Tarefas
1. Responda com base no trecho sobre direito internacional:
(a) Até que século não havia como falar seriamente em direito internacional?
(b) Em que séculos começou o surgimento do chamado Estado Moderno?
(c) O que acontecia, no século 19, ao país que não pagasse seus débitos?
2. Transcreva do trecho sobre direito internacional tudo o que vai de "Direito internacional é" até "querem se defender.".

Trecho selecionado
○ ○ ○
Direito internacional é dos ricos

WALTER CENEVIVA
COLUNISTA DA FOLHA

O direito internacional público é o ramo da ciência jurídica que reúne normas, tratados e acordos destinados a regular as relações entre as nações, determinando deveres e garantias. A definição adapta o conceito clássico desse ramo, que, entretanto, está mais para a ficção do que para a ciência.
Pensemos que um dos fundamentos do Direito é a efetiva possibilidade de sua aplicação obrigatória a todos e a coerção imponível a quem não o respeite. No plano internacional, nada disso é possível quando as nações mais pobres ou mais fracas (são a maioria) querem se defender.
Até o século 12, nem havia como falar seriamente em direito internacional, ante a inexistência de nações como hoje as conhecemos.
Nos séculos 15 e 16, começou o surgimento do que veio a ser chamado de Estado Moderno, ultrapassando o regime feudal com as monarquias européias, consolidadas nos séculos seguintes. Aí, sim, foram estabelecidas relações entre Estados independentes, muitos dos quais estão mantidos até o presente.
Na medida em que a organização política, econômica e social foi consolidada em tais nações, surgiu a necessidade de regular alguns de seus interesses comuns. Nasceu um simulacro de direito internacional público no século 19, pois as nações militarmente mais fortes impunham sua vontade às mais fracas. País que não pagasse seus débitos era invadido, bombardeado, tinha os bens apreendidos.
Nos últimos 500 anos, o capitalismo se instalou, a princípio, em preponderante forma comercial (as relações de compra, venda ou troca de bens), antes de atingir a forma tecnológico-financeira de hoje. A política comercial das nações evoluiu, sob novas exigências dos dominadores, na relação de exportação-importação de bens, solucionável com a balança comercial equilibrada, ideal que as nações mais pobres viram-se obrigadas a perseguir.
○ ○ ○
[Registros do conjunto de dados de apontamento]
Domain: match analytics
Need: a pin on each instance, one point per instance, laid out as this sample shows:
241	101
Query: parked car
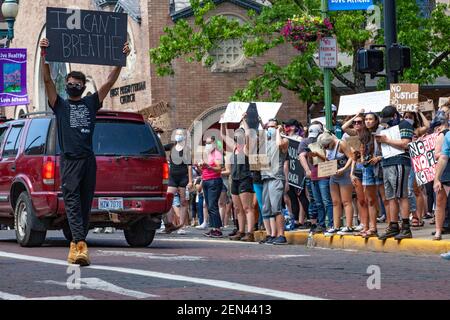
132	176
○ ○ ○
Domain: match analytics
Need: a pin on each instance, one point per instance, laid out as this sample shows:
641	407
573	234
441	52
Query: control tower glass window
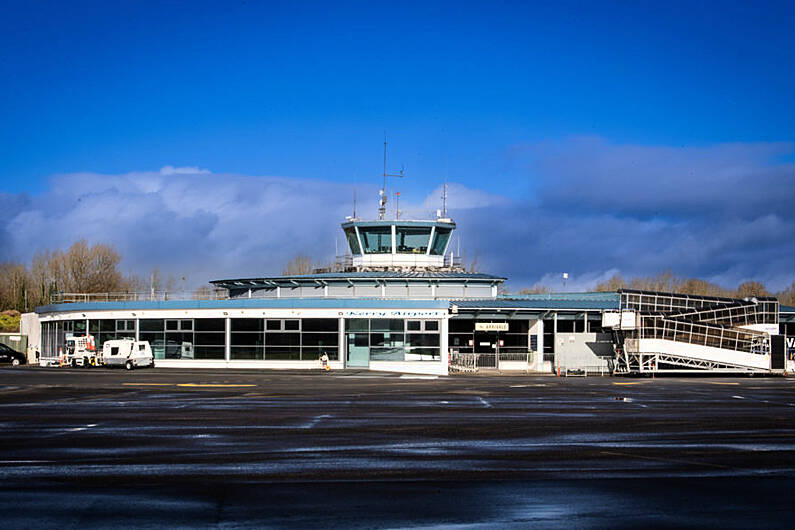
○ ○ ○
Respostas completas
1.
(a) Até o século 12.
(b) Nos séculos 15 e 16.
(c) Era invadido, bombardeado e tinha os bens apreendidos.

2.
Direito internacional é dos ricos

WALTER CENEVIVA
COLUNISTA DA FOLHA

O direito internacional público é o ramo da ciência jurídica que reúne normas, tratados e acordos destinados a regular as relações entre as nações, determinando deveres e garantias. A definição adapta o conceito clássico desse ramo, que, entretanto, está mais para a ficção do que para a ciência.
Pensemos que um dos fundamentos do Direito é a efetiva possibilidade de sua aplicação obrigatória a todos e a coerção imponível a quem não o respeite. No plano internacional, nada disso é possível quando as nações mais pobres ou mais fracas (são a maioria) querem se defender.